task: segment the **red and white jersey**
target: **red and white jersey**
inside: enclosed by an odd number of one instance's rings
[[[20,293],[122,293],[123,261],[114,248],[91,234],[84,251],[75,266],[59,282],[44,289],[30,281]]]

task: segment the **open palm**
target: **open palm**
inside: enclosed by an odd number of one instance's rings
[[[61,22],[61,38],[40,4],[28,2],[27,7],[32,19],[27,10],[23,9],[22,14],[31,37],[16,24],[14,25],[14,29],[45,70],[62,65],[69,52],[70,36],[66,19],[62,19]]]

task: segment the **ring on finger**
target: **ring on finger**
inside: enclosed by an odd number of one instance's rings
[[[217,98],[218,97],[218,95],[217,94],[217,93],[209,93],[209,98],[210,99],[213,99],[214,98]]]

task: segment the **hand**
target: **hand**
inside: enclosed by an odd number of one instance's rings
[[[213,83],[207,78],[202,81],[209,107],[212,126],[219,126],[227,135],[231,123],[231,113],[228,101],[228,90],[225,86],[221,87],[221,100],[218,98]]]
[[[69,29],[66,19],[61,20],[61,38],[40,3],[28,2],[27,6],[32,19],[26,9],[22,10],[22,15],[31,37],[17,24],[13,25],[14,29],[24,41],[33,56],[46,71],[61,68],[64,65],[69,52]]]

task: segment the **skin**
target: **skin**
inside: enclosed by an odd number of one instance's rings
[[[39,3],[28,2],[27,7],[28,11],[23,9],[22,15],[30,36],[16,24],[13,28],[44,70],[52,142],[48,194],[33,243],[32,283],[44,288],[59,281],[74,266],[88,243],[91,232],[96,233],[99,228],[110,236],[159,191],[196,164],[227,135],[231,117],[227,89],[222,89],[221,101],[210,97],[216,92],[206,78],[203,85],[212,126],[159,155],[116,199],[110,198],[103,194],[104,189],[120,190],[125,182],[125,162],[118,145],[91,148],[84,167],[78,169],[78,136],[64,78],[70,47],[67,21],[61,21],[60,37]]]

###

Please write out every line of the records above again, requests included, with each polygon coordinate in the answers multiplied by 1.95 and rounded to the nearest whole number, halves rounding up.

EXERCISE OUTPUT |
task: segment the **red and white jersey**
target: **red and white jersey**
inside: enclosed by an odd number of one instance's rings
[[[39,571],[238,571],[240,509],[222,484],[177,456],[164,489],[146,519],[115,550],[86,564],[59,548]]]

task: segment the **open palm**
target: **open palm**
inside: enclosed by an odd number of one instance's rings
[[[119,43],[119,74],[78,8],[55,4],[53,14],[62,37],[53,20],[45,18],[43,27],[60,72],[31,47],[27,49],[27,57],[88,137],[121,127],[135,101],[137,70],[129,37],[121,37]]]

task: segment the **ring on finger**
target: **ring on finger**
inside: enclosed by an odd number of one instance's rings
[[[423,191],[425,189],[425,185],[423,183],[423,181],[408,181],[408,191],[410,193],[415,193],[417,191]]]

task: segment the **hand**
target: **hand**
inside: enclosed by an odd number of one instance's rings
[[[415,162],[404,152],[394,158],[408,209],[413,246],[427,246],[443,263],[450,240],[450,220],[445,197],[445,176],[439,168],[431,170],[431,195],[425,191]]]
[[[135,57],[129,37],[119,39],[119,74],[78,6],[55,4],[53,12],[62,37],[51,18],[43,20],[43,29],[60,72],[33,47],[25,49],[27,57],[47,80],[64,109],[90,138],[119,133],[125,127],[135,101]]]

task: segment the **skin**
target: **skin**
inside: enclosed by an odd number of one instance's rings
[[[76,6],[55,4],[53,14],[55,21],[45,18],[43,29],[59,70],[31,47],[25,55],[86,137],[101,277],[94,378],[64,474],[62,552],[86,562],[115,548],[144,519],[172,474],[177,452],[187,454],[193,445],[215,460],[310,372],[382,320],[443,263],[450,228],[443,174],[433,174],[431,197],[410,189],[421,179],[402,152],[396,166],[413,246],[310,302],[226,388],[215,386],[201,378],[203,369],[234,371],[244,355],[244,316],[230,283],[177,289],[164,326],[152,330],[152,265],[125,152],[137,92],[131,41],[119,41],[117,72]]]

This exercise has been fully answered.